[PROVIDED TEXT]:
>> Start

# Columbia River Gorge Ride Report



## brujenn (Nov 26, 2007)

I live in one of the most beautiful places on earth, and it just happens to have some great cycling roads too. The Historic Scenic Highway in Oregon is approaching it's 100th birthday, and has spectacluar views and few cars. There are miles of muts along the Columbia river in Portland & Vancouver. You can choose flat rides or extreme climbing rides.

These shots were taken during 2 rides, as my battery died on the 1st one.

The challenge is weeding the gallery down to a reasonable number of photos to upload. There are so many views and great shots along this route. Enjoy!


----------



## JohnnyTooBad (Apr 5, 2004)

That sure beats a sharp stick in the eye. What was the mileage?


----------



## PdxMark (Feb 3, 2004)

Great ride report and photos. It's one of my favorite rides. A couple weekends ago we did some riding, including a gorgeous ride up the Kliclitat River from Lyle to Blockhouse Road, the south to Centerville, then Centerville Road back to Lyle. Another fabulous ride at about 57 miles. For an extra 20 miles you can take it to Goldendale for the turn-around.


----------



## haiku d'etat (Apr 28, 2001)

your seat is too high.


----------



## mohair_chair (Oct 3, 2002)

That's a gorgeous area. I love the old historic highway, but I've never ridden it. Only 15-20 mph wind? So it was a calm day!

Someday in the next few years, we'll settle in the Hood River Valley, and I'll probably run into you on a ride.


----------



## brujenn (Nov 26, 2007)

JohnnyTooBad said:


> That sure beats a sharp stick in the eye. What was the mileage?

>> End

In the Columbia River Gorge ride report, why were the shots taken during two rides?

[GIVEN RECORDS]:
>> Start

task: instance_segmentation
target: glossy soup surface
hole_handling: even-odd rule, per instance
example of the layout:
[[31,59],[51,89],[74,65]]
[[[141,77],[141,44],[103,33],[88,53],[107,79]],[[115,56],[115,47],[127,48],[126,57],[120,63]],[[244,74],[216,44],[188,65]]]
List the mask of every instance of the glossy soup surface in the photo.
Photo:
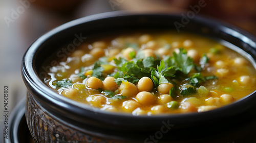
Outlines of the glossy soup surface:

>> End
>> Start

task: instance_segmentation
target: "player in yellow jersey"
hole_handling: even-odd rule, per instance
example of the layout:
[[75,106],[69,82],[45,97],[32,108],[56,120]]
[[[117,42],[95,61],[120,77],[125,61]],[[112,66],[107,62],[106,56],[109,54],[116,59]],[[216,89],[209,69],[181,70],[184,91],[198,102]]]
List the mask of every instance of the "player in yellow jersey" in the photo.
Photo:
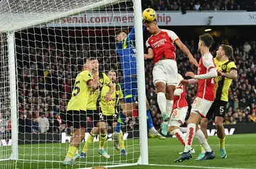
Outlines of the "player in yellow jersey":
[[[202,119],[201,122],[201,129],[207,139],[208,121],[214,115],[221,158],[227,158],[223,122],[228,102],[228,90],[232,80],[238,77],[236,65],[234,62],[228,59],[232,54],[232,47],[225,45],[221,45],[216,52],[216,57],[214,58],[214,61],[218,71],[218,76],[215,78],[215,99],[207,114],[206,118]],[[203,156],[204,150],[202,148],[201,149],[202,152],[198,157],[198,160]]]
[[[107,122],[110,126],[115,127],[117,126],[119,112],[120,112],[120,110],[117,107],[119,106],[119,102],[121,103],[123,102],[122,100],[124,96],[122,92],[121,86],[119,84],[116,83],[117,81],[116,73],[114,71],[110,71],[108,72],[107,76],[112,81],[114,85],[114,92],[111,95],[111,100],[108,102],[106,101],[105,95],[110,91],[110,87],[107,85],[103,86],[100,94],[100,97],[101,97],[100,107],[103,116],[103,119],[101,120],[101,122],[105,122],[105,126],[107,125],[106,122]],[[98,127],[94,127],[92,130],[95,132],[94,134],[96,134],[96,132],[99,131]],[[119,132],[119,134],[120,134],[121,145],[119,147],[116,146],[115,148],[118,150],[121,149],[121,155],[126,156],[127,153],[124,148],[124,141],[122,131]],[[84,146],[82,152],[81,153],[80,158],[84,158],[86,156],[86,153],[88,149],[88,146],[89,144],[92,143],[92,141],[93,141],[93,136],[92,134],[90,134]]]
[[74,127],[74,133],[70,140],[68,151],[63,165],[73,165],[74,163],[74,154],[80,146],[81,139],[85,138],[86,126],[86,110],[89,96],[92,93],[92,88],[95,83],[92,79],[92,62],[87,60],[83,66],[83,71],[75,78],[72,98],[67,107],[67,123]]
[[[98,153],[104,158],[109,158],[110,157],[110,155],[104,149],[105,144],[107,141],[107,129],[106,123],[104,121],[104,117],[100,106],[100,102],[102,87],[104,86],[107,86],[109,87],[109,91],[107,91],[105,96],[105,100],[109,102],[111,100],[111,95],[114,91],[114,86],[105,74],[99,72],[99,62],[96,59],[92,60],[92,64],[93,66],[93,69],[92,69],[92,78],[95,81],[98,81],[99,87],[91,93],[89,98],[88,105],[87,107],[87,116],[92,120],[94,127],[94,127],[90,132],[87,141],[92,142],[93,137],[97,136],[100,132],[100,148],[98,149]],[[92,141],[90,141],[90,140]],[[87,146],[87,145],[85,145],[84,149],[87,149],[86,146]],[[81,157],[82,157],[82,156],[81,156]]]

>> End
>> Start

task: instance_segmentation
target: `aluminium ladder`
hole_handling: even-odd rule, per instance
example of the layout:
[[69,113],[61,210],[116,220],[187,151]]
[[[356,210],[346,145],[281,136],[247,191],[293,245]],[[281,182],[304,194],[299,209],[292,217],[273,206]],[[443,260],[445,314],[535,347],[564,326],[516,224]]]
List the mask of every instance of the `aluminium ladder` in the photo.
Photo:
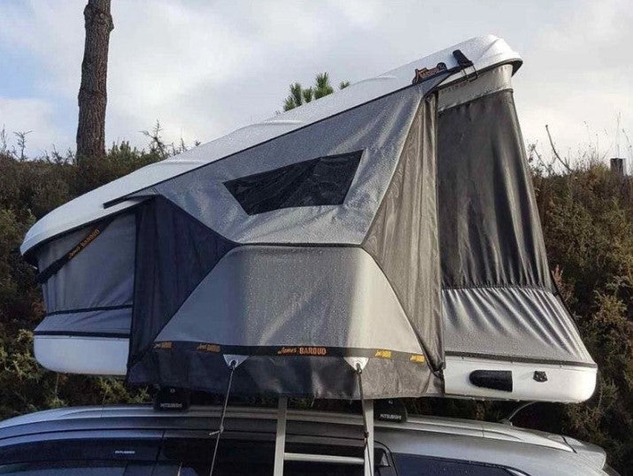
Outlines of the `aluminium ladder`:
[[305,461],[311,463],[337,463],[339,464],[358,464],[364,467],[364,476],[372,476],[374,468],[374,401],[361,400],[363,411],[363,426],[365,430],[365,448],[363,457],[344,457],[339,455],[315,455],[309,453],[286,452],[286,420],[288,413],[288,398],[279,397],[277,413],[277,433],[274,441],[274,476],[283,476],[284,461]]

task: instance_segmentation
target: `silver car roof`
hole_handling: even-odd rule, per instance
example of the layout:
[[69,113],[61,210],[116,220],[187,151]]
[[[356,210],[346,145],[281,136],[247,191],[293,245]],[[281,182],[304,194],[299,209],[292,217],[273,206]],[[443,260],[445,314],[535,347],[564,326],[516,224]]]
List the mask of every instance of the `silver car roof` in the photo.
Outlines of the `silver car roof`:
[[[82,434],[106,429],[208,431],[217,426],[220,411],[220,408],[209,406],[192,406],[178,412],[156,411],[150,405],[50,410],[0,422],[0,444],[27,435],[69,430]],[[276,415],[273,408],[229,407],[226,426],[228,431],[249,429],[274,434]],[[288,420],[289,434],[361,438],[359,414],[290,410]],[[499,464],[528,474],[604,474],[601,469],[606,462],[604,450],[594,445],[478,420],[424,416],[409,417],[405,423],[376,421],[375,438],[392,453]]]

>> End

[EXPECTED OUTPUT]: The battery died on the first ride.